• [EXERCISE REQUIREMENTS]
Please render the data below as a Markdown table with two columns, Row and Line: number each line in order and skip any blank lines.

BEGIN EXERCISE INPUT

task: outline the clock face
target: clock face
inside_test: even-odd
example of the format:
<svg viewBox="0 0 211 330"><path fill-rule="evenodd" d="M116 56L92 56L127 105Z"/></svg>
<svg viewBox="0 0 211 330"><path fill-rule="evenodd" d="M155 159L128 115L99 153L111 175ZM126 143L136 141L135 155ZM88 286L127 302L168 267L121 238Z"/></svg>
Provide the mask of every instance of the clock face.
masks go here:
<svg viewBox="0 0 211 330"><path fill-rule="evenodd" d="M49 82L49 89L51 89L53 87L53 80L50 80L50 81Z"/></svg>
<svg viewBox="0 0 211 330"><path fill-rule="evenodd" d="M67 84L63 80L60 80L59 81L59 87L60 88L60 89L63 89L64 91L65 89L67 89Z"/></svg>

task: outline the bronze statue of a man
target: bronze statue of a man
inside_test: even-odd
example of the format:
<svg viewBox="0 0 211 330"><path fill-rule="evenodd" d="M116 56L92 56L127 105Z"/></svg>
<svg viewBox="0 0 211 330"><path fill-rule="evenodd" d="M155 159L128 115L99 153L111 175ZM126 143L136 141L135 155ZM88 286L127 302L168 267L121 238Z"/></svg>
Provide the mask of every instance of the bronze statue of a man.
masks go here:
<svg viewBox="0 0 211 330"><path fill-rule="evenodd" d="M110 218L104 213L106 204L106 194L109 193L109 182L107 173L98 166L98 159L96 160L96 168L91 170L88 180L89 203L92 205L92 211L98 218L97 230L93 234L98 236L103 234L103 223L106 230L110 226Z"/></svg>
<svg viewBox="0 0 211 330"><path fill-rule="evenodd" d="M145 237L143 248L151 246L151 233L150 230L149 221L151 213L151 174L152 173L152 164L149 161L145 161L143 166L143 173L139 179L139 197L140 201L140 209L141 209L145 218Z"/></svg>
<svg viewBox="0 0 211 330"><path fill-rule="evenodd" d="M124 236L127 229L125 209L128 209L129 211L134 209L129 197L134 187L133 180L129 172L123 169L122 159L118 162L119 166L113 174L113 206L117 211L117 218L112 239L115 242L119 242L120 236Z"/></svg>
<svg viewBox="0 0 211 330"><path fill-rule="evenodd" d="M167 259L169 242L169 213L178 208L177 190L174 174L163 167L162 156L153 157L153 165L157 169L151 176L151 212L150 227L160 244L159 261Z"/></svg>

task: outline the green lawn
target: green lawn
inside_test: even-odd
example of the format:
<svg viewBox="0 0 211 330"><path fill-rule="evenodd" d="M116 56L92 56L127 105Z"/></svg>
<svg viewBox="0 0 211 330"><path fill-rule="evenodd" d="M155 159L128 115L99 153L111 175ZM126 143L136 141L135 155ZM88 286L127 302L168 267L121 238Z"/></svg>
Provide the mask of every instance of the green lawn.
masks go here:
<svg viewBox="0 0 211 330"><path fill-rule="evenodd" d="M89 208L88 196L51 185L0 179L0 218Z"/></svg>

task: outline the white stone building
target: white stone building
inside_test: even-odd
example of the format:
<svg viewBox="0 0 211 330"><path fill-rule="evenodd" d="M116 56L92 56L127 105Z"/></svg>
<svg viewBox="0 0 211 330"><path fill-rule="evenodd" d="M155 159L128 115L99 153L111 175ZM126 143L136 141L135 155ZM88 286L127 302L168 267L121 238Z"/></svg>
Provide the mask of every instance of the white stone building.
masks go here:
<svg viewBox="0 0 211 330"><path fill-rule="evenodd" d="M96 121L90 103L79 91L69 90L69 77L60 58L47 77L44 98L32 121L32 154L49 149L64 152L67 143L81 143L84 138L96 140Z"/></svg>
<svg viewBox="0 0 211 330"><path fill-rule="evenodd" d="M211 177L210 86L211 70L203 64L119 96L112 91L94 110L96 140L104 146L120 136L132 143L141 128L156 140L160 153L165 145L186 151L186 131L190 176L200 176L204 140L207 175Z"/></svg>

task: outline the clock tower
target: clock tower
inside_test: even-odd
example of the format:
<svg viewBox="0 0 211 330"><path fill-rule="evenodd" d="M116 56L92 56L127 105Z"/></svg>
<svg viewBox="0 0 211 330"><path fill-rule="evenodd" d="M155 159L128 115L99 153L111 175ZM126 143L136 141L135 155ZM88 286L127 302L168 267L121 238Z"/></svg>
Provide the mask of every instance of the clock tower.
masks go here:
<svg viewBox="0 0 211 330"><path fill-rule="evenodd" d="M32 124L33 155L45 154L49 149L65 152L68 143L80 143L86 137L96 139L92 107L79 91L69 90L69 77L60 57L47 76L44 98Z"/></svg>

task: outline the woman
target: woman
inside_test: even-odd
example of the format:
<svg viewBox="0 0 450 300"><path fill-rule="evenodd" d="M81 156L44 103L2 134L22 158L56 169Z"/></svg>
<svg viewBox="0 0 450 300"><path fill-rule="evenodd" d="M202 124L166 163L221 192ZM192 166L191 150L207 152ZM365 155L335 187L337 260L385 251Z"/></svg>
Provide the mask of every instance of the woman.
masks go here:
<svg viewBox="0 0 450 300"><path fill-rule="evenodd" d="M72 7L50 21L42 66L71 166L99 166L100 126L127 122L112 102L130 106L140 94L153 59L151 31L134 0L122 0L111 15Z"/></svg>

END EXERCISE INPUT

• [RESPONSE]
| Row | Line |
|---|---|
| 1 | task: outline the clock face |
| 2 | target: clock face |
| 3 | inside_test: even-odd |
| 4 | example of the format: |
| 5 | <svg viewBox="0 0 211 330"><path fill-rule="evenodd" d="M116 56L92 56L127 105Z"/></svg> |
| 6 | <svg viewBox="0 0 211 330"><path fill-rule="evenodd" d="M155 159L128 115L99 153L111 175ZM126 143L136 141L135 155ZM88 286L127 302L168 267L121 238Z"/></svg> |
| 7 | Provide the mask of every instance of the clock face. |
| 8 | masks go here: |
| 9 | <svg viewBox="0 0 211 330"><path fill-rule="evenodd" d="M49 82L49 89L51 89L53 87L53 80L50 80L50 81Z"/></svg> |
| 10 | <svg viewBox="0 0 211 330"><path fill-rule="evenodd" d="M67 84L63 80L60 80L59 81L59 87L60 88L60 89L63 89L64 91L65 89L67 89Z"/></svg> |
| 11 | task: outline the bronze statue of a man |
| 12 | target: bronze statue of a man |
| 13 | inside_test: even-odd |
| 14 | example of the format: |
| 15 | <svg viewBox="0 0 211 330"><path fill-rule="evenodd" d="M116 56L92 56L127 105Z"/></svg> |
| 16 | <svg viewBox="0 0 211 330"><path fill-rule="evenodd" d="M155 159L128 115L99 153L111 175ZM126 143L136 141L135 155ZM88 286L127 302L168 267L121 238Z"/></svg> |
| 17 | Provide the mask of every instance of the bronze statue of a man. |
| 18 | masks go here: |
| 19 | <svg viewBox="0 0 211 330"><path fill-rule="evenodd" d="M110 218L104 213L106 204L106 194L109 193L109 182L107 173L98 166L98 159L96 160L96 168L91 170L88 180L89 203L92 205L92 211L98 218L97 230L93 234L98 236L103 234L103 223L106 230L110 226Z"/></svg> |
| 20 | <svg viewBox="0 0 211 330"><path fill-rule="evenodd" d="M145 237L143 248L151 246L151 233L150 230L149 221L151 213L151 174L152 173L152 164L149 161L145 161L143 166L143 173L139 179L139 197L140 201L140 209L141 209L145 218Z"/></svg> |
| 21 | <svg viewBox="0 0 211 330"><path fill-rule="evenodd" d="M124 236L127 229L125 209L128 209L129 211L134 209L129 197L134 187L133 180L129 172L123 169L122 159L118 162L119 166L113 174L113 206L117 211L117 218L112 239L115 242L119 242L120 236Z"/></svg> |
| 22 | <svg viewBox="0 0 211 330"><path fill-rule="evenodd" d="M167 259L169 242L169 213L178 208L177 190L174 174L163 167L162 156L153 157L153 165L157 169L151 176L151 212L150 227L160 244L159 261Z"/></svg> |
| 23 | task: outline the green lawn |
| 24 | target: green lawn |
| 25 | inside_test: even-odd |
| 26 | example of the format: |
| 27 | <svg viewBox="0 0 211 330"><path fill-rule="evenodd" d="M116 56L92 56L127 105Z"/></svg> |
| 28 | <svg viewBox="0 0 211 330"><path fill-rule="evenodd" d="M155 159L128 115L99 153L111 175ZM126 143L136 141L135 155ZM88 286L127 302L168 267L121 238Z"/></svg> |
| 29 | Provide the mask of every instance of the green lawn. |
| 30 | masks go here: |
| 31 | <svg viewBox="0 0 211 330"><path fill-rule="evenodd" d="M89 208L88 196L51 185L0 179L0 218Z"/></svg> |
| 32 | task: outline the white stone building |
| 33 | target: white stone building |
| 34 | inside_test: even-odd |
| 35 | example of the format: |
| 36 | <svg viewBox="0 0 211 330"><path fill-rule="evenodd" d="M116 56L92 56L127 105Z"/></svg> |
| 37 | <svg viewBox="0 0 211 330"><path fill-rule="evenodd" d="M155 159L128 115L99 153L111 175ZM126 143L136 141L135 155ZM88 286L127 302L168 267L121 238Z"/></svg> |
| 38 | Provide the mask of every instance of the white stone building. |
| 39 | masks go here: |
| 40 | <svg viewBox="0 0 211 330"><path fill-rule="evenodd" d="M96 121L90 103L79 91L69 90L69 77L60 58L47 77L44 98L32 121L32 154L49 149L64 152L67 143L81 143L84 138L96 140Z"/></svg> |
| 41 | <svg viewBox="0 0 211 330"><path fill-rule="evenodd" d="M211 177L210 86L211 70L203 64L119 96L112 91L94 110L96 140L104 146L120 136L132 143L141 128L156 140L160 153L165 145L186 151L186 131L190 176L200 176L204 140L207 175Z"/></svg> |
| 42 | task: outline the clock tower |
| 43 | target: clock tower |
| 44 | inside_test: even-odd |
| 45 | example of the format: |
| 46 | <svg viewBox="0 0 211 330"><path fill-rule="evenodd" d="M116 56L92 56L127 105Z"/></svg> |
| 47 | <svg viewBox="0 0 211 330"><path fill-rule="evenodd" d="M155 159L128 115L99 153L111 175ZM126 143L136 141L135 155ZM88 286L127 302L168 267L121 238Z"/></svg> |
| 48 | Provide the mask of every instance of the clock tower. |
| 49 | masks go here: |
| 50 | <svg viewBox="0 0 211 330"><path fill-rule="evenodd" d="M32 124L33 155L45 154L49 149L65 152L68 143L80 143L86 137L96 139L92 107L79 91L69 90L69 77L60 57L47 76L44 98Z"/></svg> |
| 51 | task: outline the woman |
| 52 | target: woman |
| 53 | inside_test: even-odd |
| 54 | example of the format: |
| 55 | <svg viewBox="0 0 450 300"><path fill-rule="evenodd" d="M81 156L44 103L2 134L22 158L56 169Z"/></svg> |
| 56 | <svg viewBox="0 0 450 300"><path fill-rule="evenodd" d="M202 124L166 163L221 192ZM192 166L191 150L207 152ZM365 155L335 187L337 260L385 251Z"/></svg> |
| 57 | Provide the mask of every instance of the woman. |
| 58 | masks go here: |
| 59 | <svg viewBox="0 0 450 300"><path fill-rule="evenodd" d="M72 7L50 21L42 66L71 166L99 166L100 126L127 122L112 102L130 106L140 94L153 59L151 31L134 0L122 0L111 15Z"/></svg> |